-------- Passage for review
Studies on chilling injury of tomato fruit

Abstract

This thesis is an investigation of some of the effects of cold but nonfreezing temperatures on the physiological properties of mature green tomato fruit (Lycopersicon esculentum). The aim of this work was to investigate whether cold temperature-induced changes in the structure of biological membranes were responsible for the Induction of chilling injury and to determine whether mature green tomato fruit could be acclimated to cold temperatures. Microstructural studies of chilling sensitive (cs) tomatoes exposed to cold temperatures shoved that pitting was caused by the collapse of pericarp cells and that chilling induced pericarp cell shrinkage, a decrease in cellular components and possibly membrane disruption. Decreases in cell wall fluorescence due to chilling were observed as well. Ultrastructural studies on cs mature green tomato fruit indicated that the chloroplast was the first site of chill damage, and that after 14 days at 5C, membranes had degraded, organelles appeared swollen and cytoplasm appeared condensed. These effects were not evident in a chilling resistant (cr) cultivar. Spin labelling, fluorescence depolarization and differential scanning calorimetric studies on the microsomal membranes derived from the cr and cs cultivars indicated that the cr cultivar had a membrane structure lessprone to undergo lateral phase separations than the cs cultivar. This effect was observed in both the leaves and fruit tissue. Mature green tomato fruit was acclimated to cold temperatures as judged by color and texture measurements after a chilling period. Changes in the microsomal membranes during acclimation included expression of specific cold acclimation proteins, while no changes were evident in the proportion of phospholipids or fatty acids. Microvesiculation and breakage of the endoplasmic reticulum was identified as an effect of chilling temperatures; this may play a role in the regulation of protein expression. The effects of chilling on the ripening process of tomato fruit included an increase in pectinmethylesterase and peroxidase activities, leading to accelerated softening (senescence) of the fruit. Tomato fruit could be stored up to a month in the mature green state in a modified atmosphere (3% 02, 2% CO2) at 12.5C. Chemical treatments, applied as dips, were not successful in improving the storage life of the fruit. Considered together, these results provide evidence for the involvement of membrane disruption in the process of chilling injury.
----------------
-------- Extracted data
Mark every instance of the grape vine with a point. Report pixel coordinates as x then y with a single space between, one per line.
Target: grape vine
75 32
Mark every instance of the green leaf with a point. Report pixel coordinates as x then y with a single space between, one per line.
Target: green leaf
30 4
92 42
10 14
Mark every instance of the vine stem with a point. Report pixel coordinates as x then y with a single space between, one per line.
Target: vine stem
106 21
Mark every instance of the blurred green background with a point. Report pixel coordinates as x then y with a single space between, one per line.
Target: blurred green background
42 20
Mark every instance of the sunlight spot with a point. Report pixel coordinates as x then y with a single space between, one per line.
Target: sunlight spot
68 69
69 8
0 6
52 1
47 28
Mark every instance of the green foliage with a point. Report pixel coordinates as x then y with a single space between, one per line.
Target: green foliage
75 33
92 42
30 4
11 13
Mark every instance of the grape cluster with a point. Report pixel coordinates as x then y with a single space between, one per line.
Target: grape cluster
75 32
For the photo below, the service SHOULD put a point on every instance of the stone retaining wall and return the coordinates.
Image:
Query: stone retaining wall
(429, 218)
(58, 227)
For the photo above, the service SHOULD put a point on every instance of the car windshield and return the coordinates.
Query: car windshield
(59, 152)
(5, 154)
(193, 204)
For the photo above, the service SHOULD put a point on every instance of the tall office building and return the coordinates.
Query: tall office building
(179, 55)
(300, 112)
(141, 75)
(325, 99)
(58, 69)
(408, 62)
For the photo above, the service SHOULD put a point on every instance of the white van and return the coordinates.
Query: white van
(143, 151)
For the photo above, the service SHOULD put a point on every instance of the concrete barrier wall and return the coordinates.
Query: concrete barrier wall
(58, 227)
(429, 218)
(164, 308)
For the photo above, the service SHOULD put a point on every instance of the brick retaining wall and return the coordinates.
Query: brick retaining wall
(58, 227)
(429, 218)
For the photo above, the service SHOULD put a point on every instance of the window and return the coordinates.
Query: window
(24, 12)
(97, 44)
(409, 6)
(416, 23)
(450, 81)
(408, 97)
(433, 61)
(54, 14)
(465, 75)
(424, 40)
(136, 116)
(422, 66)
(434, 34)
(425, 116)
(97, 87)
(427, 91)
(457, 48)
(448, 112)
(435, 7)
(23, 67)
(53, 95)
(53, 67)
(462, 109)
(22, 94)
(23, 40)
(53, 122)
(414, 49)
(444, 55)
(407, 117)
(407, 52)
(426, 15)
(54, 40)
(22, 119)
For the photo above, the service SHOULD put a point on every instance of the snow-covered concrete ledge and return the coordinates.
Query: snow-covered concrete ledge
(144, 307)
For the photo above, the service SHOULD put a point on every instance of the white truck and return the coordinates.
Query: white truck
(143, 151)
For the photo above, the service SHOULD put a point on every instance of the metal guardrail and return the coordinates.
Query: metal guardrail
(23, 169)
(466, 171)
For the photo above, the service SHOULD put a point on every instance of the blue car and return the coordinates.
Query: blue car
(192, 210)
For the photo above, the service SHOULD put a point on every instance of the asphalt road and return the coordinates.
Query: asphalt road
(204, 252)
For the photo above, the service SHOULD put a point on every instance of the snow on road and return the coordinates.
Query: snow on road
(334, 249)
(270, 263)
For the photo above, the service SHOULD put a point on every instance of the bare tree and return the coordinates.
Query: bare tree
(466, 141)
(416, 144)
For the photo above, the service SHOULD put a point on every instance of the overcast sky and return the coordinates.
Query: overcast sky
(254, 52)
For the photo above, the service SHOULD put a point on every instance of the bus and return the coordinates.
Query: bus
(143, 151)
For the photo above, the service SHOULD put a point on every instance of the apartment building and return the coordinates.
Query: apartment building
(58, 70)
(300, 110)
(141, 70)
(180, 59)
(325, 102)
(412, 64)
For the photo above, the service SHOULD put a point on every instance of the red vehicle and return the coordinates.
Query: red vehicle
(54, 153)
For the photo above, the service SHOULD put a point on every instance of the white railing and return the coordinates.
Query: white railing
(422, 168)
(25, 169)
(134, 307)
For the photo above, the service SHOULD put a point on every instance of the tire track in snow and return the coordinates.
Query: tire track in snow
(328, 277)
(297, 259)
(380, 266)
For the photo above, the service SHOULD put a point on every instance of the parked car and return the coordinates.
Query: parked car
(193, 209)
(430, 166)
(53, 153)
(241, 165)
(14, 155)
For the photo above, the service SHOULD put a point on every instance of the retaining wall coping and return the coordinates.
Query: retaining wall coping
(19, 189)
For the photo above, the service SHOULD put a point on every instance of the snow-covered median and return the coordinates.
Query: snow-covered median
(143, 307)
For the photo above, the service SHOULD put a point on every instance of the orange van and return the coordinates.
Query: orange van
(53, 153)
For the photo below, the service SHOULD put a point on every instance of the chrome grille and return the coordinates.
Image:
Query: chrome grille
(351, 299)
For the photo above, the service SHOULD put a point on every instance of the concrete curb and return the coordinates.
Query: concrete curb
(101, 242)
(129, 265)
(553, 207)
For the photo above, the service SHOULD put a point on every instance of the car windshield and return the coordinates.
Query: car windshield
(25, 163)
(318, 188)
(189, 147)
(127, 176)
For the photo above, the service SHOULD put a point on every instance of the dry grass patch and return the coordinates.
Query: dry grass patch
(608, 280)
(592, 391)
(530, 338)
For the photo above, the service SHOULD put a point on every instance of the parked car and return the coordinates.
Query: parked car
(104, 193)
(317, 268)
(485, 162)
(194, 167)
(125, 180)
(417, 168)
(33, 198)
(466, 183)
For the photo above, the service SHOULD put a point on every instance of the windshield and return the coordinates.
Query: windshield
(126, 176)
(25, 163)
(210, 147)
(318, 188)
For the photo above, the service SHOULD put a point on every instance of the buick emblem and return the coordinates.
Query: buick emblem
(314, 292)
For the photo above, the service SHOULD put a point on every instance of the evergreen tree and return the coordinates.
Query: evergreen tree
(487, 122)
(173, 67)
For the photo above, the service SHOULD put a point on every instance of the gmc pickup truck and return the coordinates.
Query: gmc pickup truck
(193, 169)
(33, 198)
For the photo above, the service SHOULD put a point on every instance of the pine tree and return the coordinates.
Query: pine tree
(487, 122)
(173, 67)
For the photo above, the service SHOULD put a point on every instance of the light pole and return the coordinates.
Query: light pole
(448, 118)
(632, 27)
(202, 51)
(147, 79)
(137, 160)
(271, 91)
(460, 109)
----------------
▶ _How to complete this task_: From the tomato chilling abstract, list every method used to study the microsomal membranes taken from the cr and cs cultivars. You can ignore the data.

▶ _Solution to this exercise_:
- Spin labelling
- Fluorescence depolarization
- Differential scanning calorimetry